Selected excerpt:

The story of World War I has been told many times, never losing its essential pathos and horror, and yet in 1985 Frank McGuinness found a new way into it, by looking at the Irish volunteers whose driving passion was as much pride in their Irish Protestantism as enmity toward the Germans.
Observe The Sons of Ulster... had its English premiere at the Hampstead Theatre in 1986, and is revived as part of the theatre's own fiftieth anniversary season.
Presenting the play as the flashback memory of one old man, McGuinness announces from the start that all the other characters are going to die.
But the play doesn't focus on their deaths or the horrors of battle, but rather on the process of bonding, wavering in their faith, and re-affirming their bonds and commitment that they all go through before the end.
We watch them meet for the first time, see them on leave after their first taste of battle, and then witness what we know and they sense will be their final moments.
As with some of McGuinness's other plays (e.g., the Englishman, Irishman and American in Someone Who'll Watch Over Me), there's a hint of the mechanical about the selection of characters, particularly as they pair off in the course of the play - a religious man and an atheist, an older and younger man, a pair of ardent Orangemen.
At the play's centre are Pyper, black sheep outcast of a well-off family, failed artist and self-hating cynic, and Craig, level-headed working-class salt-of-the-earth type, who improbably but believably form a special connection.

Given request 1: Count the lines in the records that contain the string "jacket", and reply with the number only.
Given request 2: Write the next part of the review of Frank McGuinness's World War I play, picking up after its last sentence.
The records that follow the review have no connection to it.

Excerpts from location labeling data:
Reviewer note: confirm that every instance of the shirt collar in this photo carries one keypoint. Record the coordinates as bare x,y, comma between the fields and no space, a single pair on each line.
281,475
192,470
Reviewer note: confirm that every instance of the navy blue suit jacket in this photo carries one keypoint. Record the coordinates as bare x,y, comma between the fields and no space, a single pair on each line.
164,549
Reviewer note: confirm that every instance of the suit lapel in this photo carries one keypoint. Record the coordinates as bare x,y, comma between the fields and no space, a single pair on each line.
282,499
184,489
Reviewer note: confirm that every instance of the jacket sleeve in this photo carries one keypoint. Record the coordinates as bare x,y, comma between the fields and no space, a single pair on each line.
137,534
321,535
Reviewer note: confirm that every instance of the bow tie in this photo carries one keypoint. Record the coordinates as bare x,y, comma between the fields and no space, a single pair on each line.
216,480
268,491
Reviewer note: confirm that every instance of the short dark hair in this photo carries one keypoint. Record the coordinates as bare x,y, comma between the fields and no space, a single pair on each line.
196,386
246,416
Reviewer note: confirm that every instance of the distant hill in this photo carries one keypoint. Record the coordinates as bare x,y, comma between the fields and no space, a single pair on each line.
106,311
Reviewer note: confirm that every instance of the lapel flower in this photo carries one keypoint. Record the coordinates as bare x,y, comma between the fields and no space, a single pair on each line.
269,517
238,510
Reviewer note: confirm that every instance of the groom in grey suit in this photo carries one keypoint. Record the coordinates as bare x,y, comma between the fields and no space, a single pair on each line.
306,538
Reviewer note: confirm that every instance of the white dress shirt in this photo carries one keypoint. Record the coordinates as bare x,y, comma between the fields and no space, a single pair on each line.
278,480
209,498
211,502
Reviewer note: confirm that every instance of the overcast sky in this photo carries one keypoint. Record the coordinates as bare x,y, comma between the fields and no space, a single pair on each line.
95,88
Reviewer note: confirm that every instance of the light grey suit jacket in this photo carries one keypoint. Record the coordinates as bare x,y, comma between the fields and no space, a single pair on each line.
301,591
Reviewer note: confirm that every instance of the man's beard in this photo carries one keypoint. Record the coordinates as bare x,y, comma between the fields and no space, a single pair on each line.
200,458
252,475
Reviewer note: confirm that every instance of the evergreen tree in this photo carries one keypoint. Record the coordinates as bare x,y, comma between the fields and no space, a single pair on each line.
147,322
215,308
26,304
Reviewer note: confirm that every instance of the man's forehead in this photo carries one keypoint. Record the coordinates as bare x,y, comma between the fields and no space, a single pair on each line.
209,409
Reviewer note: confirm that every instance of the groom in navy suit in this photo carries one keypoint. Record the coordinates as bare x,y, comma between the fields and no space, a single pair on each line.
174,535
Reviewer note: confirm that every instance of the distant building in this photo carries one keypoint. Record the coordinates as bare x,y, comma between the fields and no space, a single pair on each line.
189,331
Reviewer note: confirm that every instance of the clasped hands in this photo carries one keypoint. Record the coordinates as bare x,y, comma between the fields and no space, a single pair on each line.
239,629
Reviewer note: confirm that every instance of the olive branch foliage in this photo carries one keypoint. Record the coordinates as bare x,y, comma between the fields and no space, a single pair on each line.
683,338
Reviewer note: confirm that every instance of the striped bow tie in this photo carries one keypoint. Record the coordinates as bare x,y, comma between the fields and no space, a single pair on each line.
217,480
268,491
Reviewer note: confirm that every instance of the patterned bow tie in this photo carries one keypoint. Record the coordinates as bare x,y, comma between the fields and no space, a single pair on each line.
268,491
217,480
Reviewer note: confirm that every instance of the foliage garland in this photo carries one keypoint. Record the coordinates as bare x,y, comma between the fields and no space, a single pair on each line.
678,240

Result 1: 3

Result 2:
Surprisingly, the most powerful sequence is not the last, but the scenes on leave, in which several of the men go through a crisis of faith - in God, in country or in themselves - and come through with a stronger sense of who they are and what they are fighting for, which in just about every case is each other.
By looking away from the war itself, McGuinness provides real and moving insights into the thinking and feeling of soldiers.
Richard Dormer invests Pyper with a manic energy that we only gradually see to be fuelled by a sense of his own worthlessness, while Eugene O'Hare provides a steady anchor as Craig.
Billy Carter as the religious man and John Hollingworth and Mark Holgate as the Orangemen register strongly, while James Hayes wrestles manfully with an interminable opening monologue as the old, memory-haunted survivor.
Except for not being able to do much with that opening sequence, director John Dove brings out all the play's emotional power and subtleties of characterisation and moral vision.